╭─ Supplied entries
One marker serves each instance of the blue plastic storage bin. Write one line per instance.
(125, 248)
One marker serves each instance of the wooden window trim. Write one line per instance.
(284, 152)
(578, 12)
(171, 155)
╰─
Copy out each of the lines above word for word, with nothing changed.

→ **Solution to this problem**:
One marker serves each instance of the blue plastic storage bin. Write one line per instance.
(125, 248)
One marker serves each instance of the wooden window trim. Write one line per instance.
(284, 152)
(578, 12)
(171, 155)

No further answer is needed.